Work instructions —
A: In the inequality thread, rewrite the stretch from "Those two points x" through "than or equal.", changing "picture" to "graph".
B: In the inequality thread, what common factor is pulled out of 2x^(2)+8x-24?
C: Using the inequality thread, explain why the two points where the expression equals zero belong in the solution.

Reading passage —
**********

Those two points x on the picture above are the two points you found if you made the thing equal to zero... you can see that in between those, the function is less than or equal to zero.... so you choose all the values of x that are in between those two points, and include the points as well, because it says less than or equal.
14>=2x^(2)+8x-10 2x^(2)+8x-10<=14 2x^(2)+8x-24<=0 Factor out the GCF of 2 from 2x^(2)+8x-24. 2(x^(2)+4x-12)<=0 2(x+6)(x-2)<=0 Divide both sides of the inequality by 2. Dividing 0 by any non-zero number is 0. (x+6)(x-2)<=0 x+6=0 x-2=0 Since this is a 'less than 0' inequality, all intervals that make the expression negative are part of the solution. -6<=x<=2
isn't it -6<=x<2?
\[-6\le x \le2\]
But if you plug 2 back into the equation, x becomes greater than 0, which is incorrect?
If you divide or multiply by a negative number, then the sign will change, the "2" won't change x-2=0 x=2
Yes, I know... but if you plug 2 back into the equation, it becomes greater than 0. But anything less than 2 and anything greater or equal to -6 works...
It includes "2" 2x^(2)+8x-24<=0 2(2)^(2)+8(2)-24<=0 0
Oh, Ok... I was making a silly mistake... :(

**********

Entries provided —
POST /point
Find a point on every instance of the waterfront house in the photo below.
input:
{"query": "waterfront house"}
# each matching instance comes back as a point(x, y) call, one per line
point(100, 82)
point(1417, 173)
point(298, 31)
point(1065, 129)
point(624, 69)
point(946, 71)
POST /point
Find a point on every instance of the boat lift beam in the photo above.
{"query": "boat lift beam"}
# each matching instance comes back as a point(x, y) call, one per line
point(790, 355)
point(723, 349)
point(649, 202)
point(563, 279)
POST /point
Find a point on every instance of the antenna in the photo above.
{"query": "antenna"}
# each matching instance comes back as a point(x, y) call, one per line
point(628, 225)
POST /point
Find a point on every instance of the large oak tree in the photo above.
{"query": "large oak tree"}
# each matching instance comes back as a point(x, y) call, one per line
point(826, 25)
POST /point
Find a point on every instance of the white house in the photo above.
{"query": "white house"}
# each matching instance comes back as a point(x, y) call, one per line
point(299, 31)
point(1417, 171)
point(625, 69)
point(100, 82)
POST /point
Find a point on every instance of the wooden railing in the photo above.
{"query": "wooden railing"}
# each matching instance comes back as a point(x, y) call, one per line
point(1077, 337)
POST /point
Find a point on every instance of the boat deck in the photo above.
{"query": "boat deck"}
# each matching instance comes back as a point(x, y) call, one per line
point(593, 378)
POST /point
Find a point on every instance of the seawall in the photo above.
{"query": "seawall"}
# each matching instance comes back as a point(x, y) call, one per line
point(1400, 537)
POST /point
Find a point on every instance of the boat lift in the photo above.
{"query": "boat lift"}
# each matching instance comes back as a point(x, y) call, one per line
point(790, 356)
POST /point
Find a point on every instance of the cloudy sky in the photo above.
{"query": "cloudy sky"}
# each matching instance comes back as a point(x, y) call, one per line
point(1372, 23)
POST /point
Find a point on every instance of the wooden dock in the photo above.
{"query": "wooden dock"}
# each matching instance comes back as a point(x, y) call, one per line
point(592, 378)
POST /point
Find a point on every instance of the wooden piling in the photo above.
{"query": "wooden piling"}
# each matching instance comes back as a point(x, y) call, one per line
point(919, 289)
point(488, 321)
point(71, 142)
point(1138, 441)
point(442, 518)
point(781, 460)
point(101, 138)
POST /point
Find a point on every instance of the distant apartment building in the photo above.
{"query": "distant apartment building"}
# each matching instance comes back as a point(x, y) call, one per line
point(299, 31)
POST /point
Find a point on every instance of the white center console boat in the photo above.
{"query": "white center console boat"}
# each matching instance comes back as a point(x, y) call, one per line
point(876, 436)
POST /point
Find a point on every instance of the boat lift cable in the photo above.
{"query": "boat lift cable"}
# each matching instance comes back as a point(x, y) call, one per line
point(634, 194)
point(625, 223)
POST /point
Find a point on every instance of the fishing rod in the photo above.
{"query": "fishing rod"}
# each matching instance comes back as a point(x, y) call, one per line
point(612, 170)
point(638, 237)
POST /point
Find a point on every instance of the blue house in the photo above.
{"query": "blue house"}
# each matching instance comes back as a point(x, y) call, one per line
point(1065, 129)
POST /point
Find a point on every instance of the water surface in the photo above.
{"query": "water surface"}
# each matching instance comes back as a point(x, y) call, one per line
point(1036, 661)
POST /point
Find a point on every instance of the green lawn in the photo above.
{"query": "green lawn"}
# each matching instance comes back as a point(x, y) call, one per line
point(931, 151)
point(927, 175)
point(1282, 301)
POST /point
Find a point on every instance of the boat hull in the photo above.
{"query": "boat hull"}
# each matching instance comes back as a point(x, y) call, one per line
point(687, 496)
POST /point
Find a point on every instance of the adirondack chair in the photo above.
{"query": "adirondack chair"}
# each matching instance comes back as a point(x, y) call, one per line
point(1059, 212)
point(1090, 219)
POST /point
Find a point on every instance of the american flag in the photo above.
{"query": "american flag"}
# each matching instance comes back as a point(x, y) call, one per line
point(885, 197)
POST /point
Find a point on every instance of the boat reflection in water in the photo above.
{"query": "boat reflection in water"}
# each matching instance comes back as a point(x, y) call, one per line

**********

Answers to each task —
A:
Those two points x on the graph above are the two points you found if you made the thing equal to zero... you can see that in between those, the function is less than or equal to zero.... so you choose all the values of x that are in between those two points, and include the points as well, because it says less than or equal.

B: 2, the greatest common factor.

C: They are included because the inequality says "less than or equal," so values that make the expression exactly zero also satisfy it. For example, putting 2 into 2x^(2)+8x-24 gives 0, which meets the condition of being less than or equal to 0.